**網頁摘錄:**
========

解決eureka高可用集羣在k8s環境無法正常啓動的問題

    昨天遇到一個問題,原本在非 k8s 環境下可以運行的 eureka 集羣,上到 k8s 環境後,就無法運行。

    這裏記錄一下解決問題的過程:

    kubectl logs -f  XXX -n XXX 看日誌後,報錯:


com.netflix.discovery.shared.transport.TransportException: Cannot execute request on any known server
	at com.netflix.discovery.shared.transport.decorator.RetryableEurekaHttpClient.execute(RetryableEurekaHttpClient.java:111) ~[eureka-client-1.6.2.jar:1.6.2]
	at com.netflix.discovery.shared.transport.decorator.EurekaHttpClientDecorator.getApplications(EurekaHttpClientDecorator.java:134) ~[eureka-client-1.6.2.jar:1.6.2]
	at com.netflix.discovery.shared.transport.decorator.EurekaHttpClientDecorator$6.execute(EurekaHttpClientDecorator.java:137) ~[eureka-client-1.6.2.jar:1.6.2]
	at com.netflix.discovery.shared.transport.decorator.SessionedEurekaHttpClient.execute(SessionedEurekaHttpClient.java:77) ~[eureka-client-1.6.2.jar:1.6.2]
	at com.netflix.discovery.shared.transport.decorator.EurekaHttpClientDecorator.getApplications(EurekaHttpClientDecorator.java:134) ~[eureka-client-1.6.2.jar:1.6.2]
	at com.netflix.discovery.DiscoveryClient.getAndStoreFullRegistry(DiscoveryClient.java:1013) [eureka-client-1.6.2.jar:1.6.2]
	at com.netflix.discovery.DiscoveryClient.getAndUpdateDelta(DiscoveryClient.java:1055) [eureka-client-1.6.2.jar:1.6.2]
	at com.netflix.discovery.DiscoveryClient.fetchRegistry(DiscoveryClient.java:929) [eureka-client-1.6.2.jar:1.6.2]
	at com.netflix.discovery.DiscoveryClient.refreshRegistry(DiscoveryClient.java:1451) [eureka-client-1.6.2.jar:1.6.2]
	at com.netflix.discovery.DiscoveryClient$CacheRefreshThread.run(DiscoveryClient.java:1418) [eureka-client-1.6.2.jar:1.6.2]
	at java.util.concurrent.Executors$RunnableAdapter.call(Executors.java:471) [na:1.7.0_80]
	at java.util.concurrent.FutureTask.run(FutureTask.java:262) [na:1.7.0_80]
	at java.util.concurrent.ThreadPoolExecutor.runWorker(ThreadPoolExecutor.java:1145) [na:1.7.0_80]
	at java.util.concurrent.ThreadPoolExecutor$Worker.run(ThreadPoolExecutor.java:615) [na:1.7.0_80]

我的eureka yaml 文件如下:

apiVersion: apps/v1
kind: Deployment
metadata:
  name: eureka01-deployment
  namespace: wx-prod
spec:
  replicas: 1
  template:
    metadata:
      labels:
        app: eureka01-prod
        regcenter: eureka
        track: stable
    spec:
      affinity:
        podAntiAffinity:
          requiredDuringSchedulingIgnoredDuringExecution:
            - topologyKey: "kubernetes.io/hostname"

========

**所給記錄:**
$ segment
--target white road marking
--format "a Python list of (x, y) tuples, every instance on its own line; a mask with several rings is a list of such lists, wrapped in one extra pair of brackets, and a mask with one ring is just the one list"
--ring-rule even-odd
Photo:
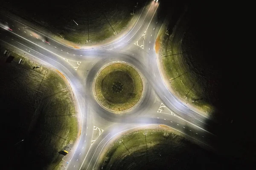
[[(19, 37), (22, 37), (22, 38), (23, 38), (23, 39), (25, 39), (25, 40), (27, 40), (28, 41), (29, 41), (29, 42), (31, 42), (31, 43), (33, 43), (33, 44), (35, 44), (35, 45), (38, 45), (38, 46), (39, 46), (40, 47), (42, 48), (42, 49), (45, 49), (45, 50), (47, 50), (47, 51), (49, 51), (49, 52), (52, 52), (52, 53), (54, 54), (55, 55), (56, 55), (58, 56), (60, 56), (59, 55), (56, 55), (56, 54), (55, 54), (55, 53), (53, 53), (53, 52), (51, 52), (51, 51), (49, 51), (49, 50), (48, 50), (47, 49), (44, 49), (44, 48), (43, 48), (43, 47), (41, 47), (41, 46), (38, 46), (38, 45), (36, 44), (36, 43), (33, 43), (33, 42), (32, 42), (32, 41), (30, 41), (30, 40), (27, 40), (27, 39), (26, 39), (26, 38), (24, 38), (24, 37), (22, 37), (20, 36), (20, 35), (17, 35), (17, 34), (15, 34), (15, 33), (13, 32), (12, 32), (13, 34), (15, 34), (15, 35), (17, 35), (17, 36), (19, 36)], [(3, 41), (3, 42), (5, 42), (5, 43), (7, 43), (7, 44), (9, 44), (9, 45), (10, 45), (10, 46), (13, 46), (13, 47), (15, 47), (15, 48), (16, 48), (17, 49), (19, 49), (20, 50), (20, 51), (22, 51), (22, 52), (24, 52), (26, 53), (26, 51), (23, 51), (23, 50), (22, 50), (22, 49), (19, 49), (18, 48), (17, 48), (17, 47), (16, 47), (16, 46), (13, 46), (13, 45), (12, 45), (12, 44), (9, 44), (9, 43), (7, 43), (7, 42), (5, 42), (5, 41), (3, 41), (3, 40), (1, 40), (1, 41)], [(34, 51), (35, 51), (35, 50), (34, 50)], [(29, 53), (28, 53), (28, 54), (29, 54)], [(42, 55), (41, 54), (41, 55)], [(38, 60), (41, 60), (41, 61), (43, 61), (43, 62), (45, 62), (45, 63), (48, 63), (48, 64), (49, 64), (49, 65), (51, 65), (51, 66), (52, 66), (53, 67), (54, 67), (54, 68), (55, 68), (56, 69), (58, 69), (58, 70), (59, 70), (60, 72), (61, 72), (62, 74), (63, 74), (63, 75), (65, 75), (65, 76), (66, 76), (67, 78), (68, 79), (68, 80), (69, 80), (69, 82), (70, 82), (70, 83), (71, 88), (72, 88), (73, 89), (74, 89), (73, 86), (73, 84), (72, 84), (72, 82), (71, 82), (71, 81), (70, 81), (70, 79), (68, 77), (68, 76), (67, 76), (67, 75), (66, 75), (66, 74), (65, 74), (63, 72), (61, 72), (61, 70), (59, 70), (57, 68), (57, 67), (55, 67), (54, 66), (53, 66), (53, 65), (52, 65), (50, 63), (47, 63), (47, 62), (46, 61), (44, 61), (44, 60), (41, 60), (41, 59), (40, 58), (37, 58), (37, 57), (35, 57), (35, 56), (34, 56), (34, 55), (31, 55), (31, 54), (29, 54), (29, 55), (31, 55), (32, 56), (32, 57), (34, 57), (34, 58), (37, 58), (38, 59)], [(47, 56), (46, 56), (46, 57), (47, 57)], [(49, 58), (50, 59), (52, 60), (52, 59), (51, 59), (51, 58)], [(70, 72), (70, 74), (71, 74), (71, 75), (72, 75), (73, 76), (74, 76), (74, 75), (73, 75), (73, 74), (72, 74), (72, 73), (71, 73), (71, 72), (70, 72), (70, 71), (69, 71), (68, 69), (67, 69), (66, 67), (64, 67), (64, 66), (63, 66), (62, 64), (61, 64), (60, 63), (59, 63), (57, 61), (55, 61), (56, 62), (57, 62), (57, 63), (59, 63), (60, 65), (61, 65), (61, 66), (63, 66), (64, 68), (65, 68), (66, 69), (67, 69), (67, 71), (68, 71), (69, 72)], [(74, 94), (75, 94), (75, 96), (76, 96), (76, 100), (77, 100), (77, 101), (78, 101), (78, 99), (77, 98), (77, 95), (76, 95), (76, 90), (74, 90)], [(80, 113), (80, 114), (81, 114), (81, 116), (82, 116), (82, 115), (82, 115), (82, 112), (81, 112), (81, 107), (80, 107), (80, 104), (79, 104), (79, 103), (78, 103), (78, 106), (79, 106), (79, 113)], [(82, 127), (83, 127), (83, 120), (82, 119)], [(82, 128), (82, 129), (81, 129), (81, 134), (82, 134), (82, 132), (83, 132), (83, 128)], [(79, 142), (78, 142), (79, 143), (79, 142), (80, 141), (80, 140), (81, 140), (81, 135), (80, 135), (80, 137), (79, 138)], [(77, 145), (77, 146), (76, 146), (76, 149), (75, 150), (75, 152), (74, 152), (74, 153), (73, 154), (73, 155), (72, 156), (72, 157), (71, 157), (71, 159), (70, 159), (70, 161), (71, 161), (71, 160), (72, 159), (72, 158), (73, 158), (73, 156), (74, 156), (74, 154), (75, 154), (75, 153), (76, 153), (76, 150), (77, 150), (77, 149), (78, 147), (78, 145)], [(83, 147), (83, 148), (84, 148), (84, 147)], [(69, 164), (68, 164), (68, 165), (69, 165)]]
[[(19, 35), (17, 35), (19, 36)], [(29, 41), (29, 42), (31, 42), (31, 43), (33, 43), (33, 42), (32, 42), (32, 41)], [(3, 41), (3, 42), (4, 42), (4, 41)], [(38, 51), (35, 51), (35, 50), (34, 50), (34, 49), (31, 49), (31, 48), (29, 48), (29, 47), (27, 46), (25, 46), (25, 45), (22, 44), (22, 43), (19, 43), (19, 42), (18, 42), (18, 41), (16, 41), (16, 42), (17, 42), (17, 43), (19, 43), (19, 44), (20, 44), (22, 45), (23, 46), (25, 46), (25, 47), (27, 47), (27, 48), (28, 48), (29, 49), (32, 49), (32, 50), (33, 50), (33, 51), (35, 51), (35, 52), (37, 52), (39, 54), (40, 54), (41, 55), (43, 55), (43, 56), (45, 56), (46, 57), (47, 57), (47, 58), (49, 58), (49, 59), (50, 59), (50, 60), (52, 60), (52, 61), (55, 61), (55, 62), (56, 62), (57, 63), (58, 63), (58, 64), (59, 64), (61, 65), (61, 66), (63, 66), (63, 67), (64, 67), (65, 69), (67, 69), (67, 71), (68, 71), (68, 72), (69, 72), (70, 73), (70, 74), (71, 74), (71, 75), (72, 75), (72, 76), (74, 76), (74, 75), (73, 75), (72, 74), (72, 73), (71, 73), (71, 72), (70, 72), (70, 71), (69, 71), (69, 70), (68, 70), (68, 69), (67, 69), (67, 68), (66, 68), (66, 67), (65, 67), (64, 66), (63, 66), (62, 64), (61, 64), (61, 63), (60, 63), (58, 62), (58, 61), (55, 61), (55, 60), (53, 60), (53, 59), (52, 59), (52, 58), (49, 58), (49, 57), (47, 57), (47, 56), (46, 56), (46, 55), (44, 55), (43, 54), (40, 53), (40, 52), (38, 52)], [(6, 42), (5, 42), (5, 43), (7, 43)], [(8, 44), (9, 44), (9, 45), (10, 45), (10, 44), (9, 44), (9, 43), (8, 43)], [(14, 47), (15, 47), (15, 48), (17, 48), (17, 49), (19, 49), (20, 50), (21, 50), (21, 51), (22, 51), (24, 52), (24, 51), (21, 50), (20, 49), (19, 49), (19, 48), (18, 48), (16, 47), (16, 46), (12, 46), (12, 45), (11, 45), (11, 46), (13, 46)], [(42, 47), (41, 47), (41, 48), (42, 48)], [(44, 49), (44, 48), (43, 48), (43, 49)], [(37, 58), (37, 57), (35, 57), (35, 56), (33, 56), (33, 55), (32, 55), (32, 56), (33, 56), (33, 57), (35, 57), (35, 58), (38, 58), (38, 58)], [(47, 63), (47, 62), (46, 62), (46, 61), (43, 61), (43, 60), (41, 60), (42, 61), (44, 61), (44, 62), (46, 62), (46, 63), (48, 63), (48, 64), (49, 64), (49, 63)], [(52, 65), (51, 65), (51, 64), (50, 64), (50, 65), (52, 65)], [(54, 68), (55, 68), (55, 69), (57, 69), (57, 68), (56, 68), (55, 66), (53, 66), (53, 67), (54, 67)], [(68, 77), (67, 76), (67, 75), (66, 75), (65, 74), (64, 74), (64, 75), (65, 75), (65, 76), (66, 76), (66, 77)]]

========

**練習內容:**
A. 把 eureka 排錯一文中以「昨天遇到一個問題」開頭的那段改寫得更簡短，保留主要事實。
B. 根據 eureka 排錯一文，作者用哪條命令查看日誌？
C. 請從 eureka 排錯一文停下的地方接著往下寫。

**參考答案:**
A. 在非 k8s 環境下能運行的 eureka 集羣，部署到 k8s 環境後無法運行。

B. kubectl logs -f XXX -n XXX

C.
              labelSelector:
                matchExpressions:
                  - key: regcenter
                    operator: In
                    values:
                      - eureka
      containers:
        - name: eureka
          image: harbor.prod.com/kube-prod/eureka:1.0
          imagePullPolicy: Always
          resources:
            requests:
              cpu: "500m"
              memory: "1024Mi"
            limits:
              cpu: "1000m"
              memory: "2048Mi"
          ports:
            - containerPort: 8761
          env:
            - name: eureka.server.enable-self-preservation
              value: "false"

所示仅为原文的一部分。